Please copy all the lines that follow, word for word.

───── EXERCISE INPUTS ─────

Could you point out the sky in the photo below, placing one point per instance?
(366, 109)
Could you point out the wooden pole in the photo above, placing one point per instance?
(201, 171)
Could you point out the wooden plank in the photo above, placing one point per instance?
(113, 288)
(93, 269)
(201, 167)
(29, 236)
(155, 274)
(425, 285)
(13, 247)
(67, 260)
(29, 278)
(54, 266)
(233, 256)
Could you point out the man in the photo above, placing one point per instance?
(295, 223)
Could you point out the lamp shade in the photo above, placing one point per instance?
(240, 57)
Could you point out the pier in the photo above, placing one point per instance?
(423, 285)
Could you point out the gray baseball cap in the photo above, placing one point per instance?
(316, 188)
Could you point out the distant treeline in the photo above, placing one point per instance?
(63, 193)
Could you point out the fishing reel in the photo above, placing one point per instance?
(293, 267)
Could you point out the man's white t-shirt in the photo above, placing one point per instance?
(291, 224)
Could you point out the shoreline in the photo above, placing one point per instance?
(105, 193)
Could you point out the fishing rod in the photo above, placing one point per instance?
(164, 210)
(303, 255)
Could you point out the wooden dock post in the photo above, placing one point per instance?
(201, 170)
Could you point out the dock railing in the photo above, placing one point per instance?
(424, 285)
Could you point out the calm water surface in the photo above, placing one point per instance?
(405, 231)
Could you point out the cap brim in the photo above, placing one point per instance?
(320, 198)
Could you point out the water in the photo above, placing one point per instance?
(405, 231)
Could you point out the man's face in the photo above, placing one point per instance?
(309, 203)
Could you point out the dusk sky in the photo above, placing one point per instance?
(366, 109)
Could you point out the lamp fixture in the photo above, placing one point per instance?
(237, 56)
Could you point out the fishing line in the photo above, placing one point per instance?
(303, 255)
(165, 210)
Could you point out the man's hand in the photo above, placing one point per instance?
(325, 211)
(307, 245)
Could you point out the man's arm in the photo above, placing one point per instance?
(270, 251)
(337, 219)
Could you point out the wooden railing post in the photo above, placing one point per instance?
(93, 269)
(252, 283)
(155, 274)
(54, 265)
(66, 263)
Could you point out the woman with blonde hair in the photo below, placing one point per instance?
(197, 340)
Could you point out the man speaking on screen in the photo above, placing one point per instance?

─────

- **TASK RESULT**:
Could you point out the sky in the photo below, placing one point per instance?
(366, 109)
Could you point out the wooden pole in the photo above, placing one point per instance?
(201, 171)
Could you point out the wooden plank in the photo above, placing one point per instance?
(113, 288)
(93, 269)
(201, 167)
(29, 236)
(155, 274)
(425, 285)
(13, 247)
(67, 260)
(29, 278)
(54, 266)
(233, 256)
Could you point out the man in the photo above, placing one point per instance?
(295, 223)
Could you point out the lamp shade in the photo above, placing one point per instance?
(240, 57)
Could you point out the pier in the photo above, placing one point per instance?
(423, 285)
Could you point out the gray baseball cap in the photo above, placing one point per instance?
(316, 188)
Could you point out the distant treeline in the photo above, placing one point per instance?
(63, 193)
Could you point out the fishing reel in the photo above, placing one point per instance?
(293, 267)
Could you point out the man's white t-shirt in the photo above, placing one point per instance?
(291, 224)
Could you point out the shoreline in the photo above, placing one point per instance?
(105, 193)
Could you point out the fishing rod in the photo above, placing one point per instance?
(164, 210)
(303, 255)
Could you point out the wooden dock post in the photo above, placing one point per instance?
(201, 170)
Could you point out the dock railing in the photo above, placing one point per instance?
(424, 285)
Could you point out the calm water surface in the photo above, placing one point per instance?
(405, 231)
Could you point out the cap brim in the photo above, placing one point per instance?
(320, 198)
Could you point out the water in the photo above, placing one point per instance?
(405, 231)
Could you point out the man's face in the photo above, placing one point per instance?
(309, 203)
Could you point out the dusk sky in the photo above, placing one point per instance?
(366, 109)
Could you point out the lamp fixture in the photo above, placing one point per instance?
(237, 56)
Could you point out the fishing line in the photo above, placing one point per instance?
(303, 255)
(165, 210)
Could you point out the man's hand in the photo above, placing one point per instance?
(325, 211)
(307, 245)
Could you point out the man's arm in the photo above, placing one point per instance?
(270, 251)
(337, 219)
Could you point out the wooden railing post in the photo above, placing one point per instance?
(93, 269)
(252, 283)
(155, 274)
(54, 265)
(66, 263)
Could you point out the woman with blonde hair in the photo below, placing one point per instance?
(197, 340)
Could you point out the man speaking on screen in the photo above, placing one point per instance?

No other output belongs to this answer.